*Work instructions:*
Rewrite the records below, swapping "pixel coordinates" for "image coordinates" and changing nothing else. Leave the pictures out.

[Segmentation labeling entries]
►

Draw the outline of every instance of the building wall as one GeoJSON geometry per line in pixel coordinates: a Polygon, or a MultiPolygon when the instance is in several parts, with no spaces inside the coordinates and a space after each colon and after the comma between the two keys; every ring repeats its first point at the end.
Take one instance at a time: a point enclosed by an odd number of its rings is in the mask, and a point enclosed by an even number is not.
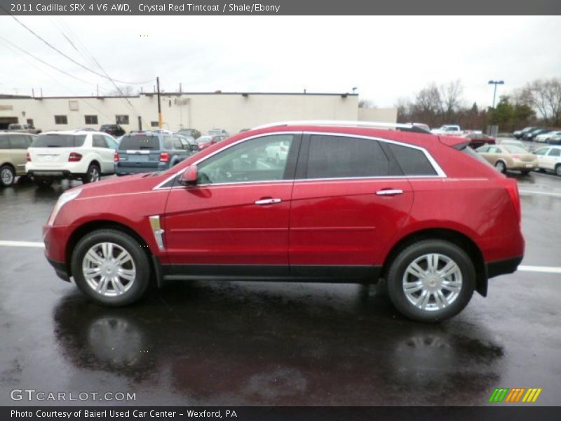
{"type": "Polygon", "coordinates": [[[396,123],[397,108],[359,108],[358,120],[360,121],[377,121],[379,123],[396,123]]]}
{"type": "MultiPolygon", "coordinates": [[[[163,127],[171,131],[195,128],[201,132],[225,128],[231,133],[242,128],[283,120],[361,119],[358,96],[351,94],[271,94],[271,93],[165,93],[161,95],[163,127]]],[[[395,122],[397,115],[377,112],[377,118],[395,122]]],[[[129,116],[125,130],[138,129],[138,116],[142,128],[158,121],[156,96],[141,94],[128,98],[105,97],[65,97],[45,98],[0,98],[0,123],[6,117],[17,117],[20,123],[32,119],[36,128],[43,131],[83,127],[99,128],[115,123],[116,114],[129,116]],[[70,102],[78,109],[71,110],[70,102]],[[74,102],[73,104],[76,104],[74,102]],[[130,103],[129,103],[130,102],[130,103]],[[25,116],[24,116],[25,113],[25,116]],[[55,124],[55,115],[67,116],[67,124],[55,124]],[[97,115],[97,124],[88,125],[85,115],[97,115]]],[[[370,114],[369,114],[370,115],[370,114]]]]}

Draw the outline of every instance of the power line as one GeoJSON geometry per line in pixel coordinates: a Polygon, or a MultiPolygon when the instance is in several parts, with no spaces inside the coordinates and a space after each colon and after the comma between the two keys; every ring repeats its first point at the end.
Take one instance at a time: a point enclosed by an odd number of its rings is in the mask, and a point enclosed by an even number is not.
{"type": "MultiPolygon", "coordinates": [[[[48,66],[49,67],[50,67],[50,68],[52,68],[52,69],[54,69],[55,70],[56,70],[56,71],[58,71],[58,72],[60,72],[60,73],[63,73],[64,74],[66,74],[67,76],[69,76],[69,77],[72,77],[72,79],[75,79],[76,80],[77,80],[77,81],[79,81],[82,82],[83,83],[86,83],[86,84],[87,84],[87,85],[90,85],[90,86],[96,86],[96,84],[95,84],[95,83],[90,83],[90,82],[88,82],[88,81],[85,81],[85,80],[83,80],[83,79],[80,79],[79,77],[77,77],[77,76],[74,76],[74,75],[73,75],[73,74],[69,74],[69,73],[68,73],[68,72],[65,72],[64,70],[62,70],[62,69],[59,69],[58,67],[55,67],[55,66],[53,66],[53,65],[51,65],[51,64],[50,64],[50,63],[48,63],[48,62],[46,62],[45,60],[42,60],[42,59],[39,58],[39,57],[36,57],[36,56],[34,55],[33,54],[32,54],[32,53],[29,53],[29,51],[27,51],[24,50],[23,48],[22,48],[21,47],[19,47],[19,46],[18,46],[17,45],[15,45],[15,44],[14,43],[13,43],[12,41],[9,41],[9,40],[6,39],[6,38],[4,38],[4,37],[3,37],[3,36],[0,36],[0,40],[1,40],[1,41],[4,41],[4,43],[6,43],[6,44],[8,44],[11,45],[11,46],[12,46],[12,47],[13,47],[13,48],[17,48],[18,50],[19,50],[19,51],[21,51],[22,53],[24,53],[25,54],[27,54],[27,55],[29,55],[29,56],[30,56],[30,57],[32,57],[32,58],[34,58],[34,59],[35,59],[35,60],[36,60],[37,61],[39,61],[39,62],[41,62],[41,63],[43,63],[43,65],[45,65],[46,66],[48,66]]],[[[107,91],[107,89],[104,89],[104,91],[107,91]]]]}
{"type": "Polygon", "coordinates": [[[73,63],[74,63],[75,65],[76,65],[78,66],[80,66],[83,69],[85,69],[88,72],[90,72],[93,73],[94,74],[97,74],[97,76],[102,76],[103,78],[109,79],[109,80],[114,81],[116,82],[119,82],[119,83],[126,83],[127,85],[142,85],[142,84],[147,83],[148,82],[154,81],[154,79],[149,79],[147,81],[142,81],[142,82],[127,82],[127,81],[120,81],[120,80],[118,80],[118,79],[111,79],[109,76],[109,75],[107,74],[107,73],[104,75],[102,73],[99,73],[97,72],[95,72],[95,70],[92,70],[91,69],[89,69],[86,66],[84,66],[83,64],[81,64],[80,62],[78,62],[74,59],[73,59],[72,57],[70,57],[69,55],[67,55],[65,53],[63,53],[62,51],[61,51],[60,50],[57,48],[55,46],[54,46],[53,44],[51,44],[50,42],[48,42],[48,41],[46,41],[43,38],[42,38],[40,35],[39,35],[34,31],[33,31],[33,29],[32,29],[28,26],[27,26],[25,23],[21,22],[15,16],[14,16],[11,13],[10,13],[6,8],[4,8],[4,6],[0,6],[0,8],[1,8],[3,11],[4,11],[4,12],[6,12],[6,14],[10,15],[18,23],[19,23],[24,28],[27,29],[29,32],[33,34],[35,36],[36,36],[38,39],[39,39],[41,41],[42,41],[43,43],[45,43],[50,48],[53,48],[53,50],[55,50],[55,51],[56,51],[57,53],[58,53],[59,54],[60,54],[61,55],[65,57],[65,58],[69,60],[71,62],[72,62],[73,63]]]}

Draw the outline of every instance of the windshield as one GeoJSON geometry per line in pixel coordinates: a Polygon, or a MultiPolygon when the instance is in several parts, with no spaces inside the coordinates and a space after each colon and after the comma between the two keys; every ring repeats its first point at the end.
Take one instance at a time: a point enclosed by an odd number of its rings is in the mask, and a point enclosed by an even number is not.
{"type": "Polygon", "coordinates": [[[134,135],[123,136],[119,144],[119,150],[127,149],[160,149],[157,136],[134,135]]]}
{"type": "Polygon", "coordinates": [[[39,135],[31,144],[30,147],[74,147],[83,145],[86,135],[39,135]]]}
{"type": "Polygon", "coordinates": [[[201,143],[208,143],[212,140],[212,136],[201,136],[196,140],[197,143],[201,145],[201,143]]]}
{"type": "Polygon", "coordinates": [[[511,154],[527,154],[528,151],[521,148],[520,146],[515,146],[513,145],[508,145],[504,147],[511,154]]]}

◄

*Task result:*
Draw the outline of every instance of the building wall as one GeoJSON geometry per line in image coordinates: a Polygon, or a MultiPolygon when the instance is in several parts, with no spaces inside the coordinates and a space after each colon and after the comma between the two keys; every ring repeats its first point at the end.
Take one instance at a time: a point enclosed by an odd number of its rings is in the mask, and a point enclosed by an even number is not.
{"type": "Polygon", "coordinates": [[[396,123],[397,108],[359,108],[358,120],[360,121],[377,121],[379,123],[396,123]]]}
{"type": "MultiPolygon", "coordinates": [[[[163,127],[171,131],[195,128],[201,132],[225,128],[231,133],[242,128],[283,120],[361,119],[358,96],[351,94],[271,94],[271,93],[165,93],[161,95],[163,127]]],[[[395,122],[397,115],[377,112],[377,118],[395,122]]],[[[129,116],[125,130],[138,129],[138,116],[142,128],[158,121],[156,96],[141,94],[128,98],[105,97],[65,97],[45,98],[0,98],[0,123],[6,117],[17,117],[20,123],[32,119],[36,128],[43,131],[83,127],[99,128],[115,123],[116,114],[129,116]],[[70,102],[78,109],[71,110],[70,102]],[[74,102],[73,104],[76,104],[74,102]],[[130,103],[129,103],[130,102],[130,103]],[[25,116],[24,116],[25,113],[25,116]],[[55,124],[55,115],[67,116],[67,124],[55,124]],[[97,115],[97,124],[88,125],[85,115],[97,115]]],[[[370,114],[369,114],[370,115],[370,114]]]]}

Draw the outline of every instance of the power line as one GeoJSON geometry per line in image coordinates: a Polygon, or a MultiPolygon when the instance is in several parts, with no spaces inside the coordinates and a space after each colon and after the comma between the two keys; every ring repeats its first point at the end.
Take one instance at a time: a point enclosed by an odd number of its rings is in the mask, and a point enclosed by an even number is not.
{"type": "MultiPolygon", "coordinates": [[[[48,66],[49,67],[50,67],[50,68],[52,68],[52,69],[54,69],[55,70],[56,70],[56,71],[58,71],[58,72],[60,72],[60,73],[63,73],[64,74],[66,74],[67,76],[69,76],[69,77],[72,77],[72,79],[75,79],[76,80],[77,80],[77,81],[79,81],[82,82],[83,83],[86,83],[86,84],[87,84],[87,85],[90,85],[90,86],[96,86],[96,84],[95,84],[95,83],[90,83],[90,82],[88,82],[88,81],[85,81],[85,80],[83,80],[83,79],[80,79],[79,77],[77,77],[77,76],[74,76],[74,75],[73,75],[73,74],[69,74],[69,73],[68,73],[68,72],[65,72],[64,70],[62,70],[62,69],[59,69],[58,67],[55,67],[55,66],[53,66],[53,65],[51,65],[51,64],[50,64],[50,63],[48,63],[48,62],[46,62],[45,60],[42,60],[42,59],[39,58],[39,57],[36,57],[36,56],[34,55],[33,54],[32,54],[32,53],[29,53],[29,51],[27,51],[24,50],[23,48],[22,48],[21,47],[19,47],[19,46],[18,46],[17,45],[15,45],[15,44],[14,43],[13,43],[12,41],[9,41],[9,40],[6,39],[6,38],[4,38],[4,37],[3,37],[3,36],[0,36],[0,40],[1,40],[1,41],[4,41],[4,43],[6,43],[6,44],[8,44],[11,45],[11,46],[12,46],[12,47],[13,47],[13,48],[17,48],[18,50],[19,50],[19,51],[21,51],[22,53],[24,53],[25,54],[27,54],[27,55],[29,55],[29,56],[30,56],[30,57],[32,57],[32,58],[34,58],[34,59],[35,59],[35,60],[36,60],[37,61],[39,61],[39,62],[41,62],[41,63],[43,63],[43,65],[45,65],[46,66],[48,66]]],[[[107,91],[107,89],[104,89],[104,91],[107,91]]]]}
{"type": "Polygon", "coordinates": [[[73,63],[74,63],[75,65],[76,65],[78,66],[80,66],[83,69],[85,69],[88,72],[90,72],[93,73],[94,74],[97,74],[97,76],[102,76],[103,78],[109,79],[109,80],[114,81],[116,82],[119,82],[119,83],[126,83],[127,85],[142,85],[142,84],[147,83],[148,82],[154,81],[154,79],[149,79],[147,81],[142,81],[142,82],[127,82],[127,81],[120,81],[120,80],[118,80],[118,79],[111,79],[109,76],[109,75],[107,74],[107,73],[104,75],[102,73],[99,73],[97,72],[95,72],[95,70],[92,70],[91,69],[89,69],[86,66],[84,66],[83,64],[81,64],[80,62],[78,62],[74,59],[73,59],[72,57],[70,57],[69,55],[67,55],[65,53],[63,53],[62,51],[61,51],[60,50],[57,48],[55,46],[54,46],[53,44],[51,44],[50,42],[48,42],[48,41],[46,41],[43,38],[42,38],[40,35],[39,35],[34,31],[33,31],[33,29],[32,29],[28,26],[27,26],[25,23],[21,22],[15,16],[14,16],[11,13],[10,13],[6,8],[4,8],[4,6],[0,6],[0,8],[1,8],[3,11],[4,11],[4,12],[6,12],[6,14],[10,15],[18,23],[19,23],[24,28],[27,29],[29,32],[33,34],[35,36],[36,36],[38,39],[39,39],[41,41],[42,41],[43,43],[45,43],[50,48],[53,48],[53,50],[55,50],[55,51],[56,51],[57,53],[58,53],[59,54],[60,54],[61,55],[65,57],[65,58],[69,60],[71,62],[72,62],[73,63]]]}

Draw the outline of every instance of the windshield as one GeoJSON geometry per line in image coordinates: a Polygon, or a MultiPolygon when the instance is in several parts, with no spaces inside the coordinates and a space after each colon and after the comma between the two keys; every ring repeats its first point at the end.
Take one instance at a time: a point enclosed by an odd number of its rings is in the mask, and a point enclosed by an even number is not.
{"type": "Polygon", "coordinates": [[[134,135],[123,136],[119,144],[119,150],[127,149],[160,149],[157,136],[134,135]]]}
{"type": "Polygon", "coordinates": [[[39,135],[31,144],[30,147],[74,147],[83,145],[86,135],[39,135]]]}
{"type": "Polygon", "coordinates": [[[201,143],[208,143],[212,140],[212,136],[201,136],[196,140],[197,143],[201,145],[201,143]]]}
{"type": "Polygon", "coordinates": [[[511,154],[527,154],[528,151],[521,148],[520,146],[515,146],[513,145],[508,145],[504,147],[511,154]]]}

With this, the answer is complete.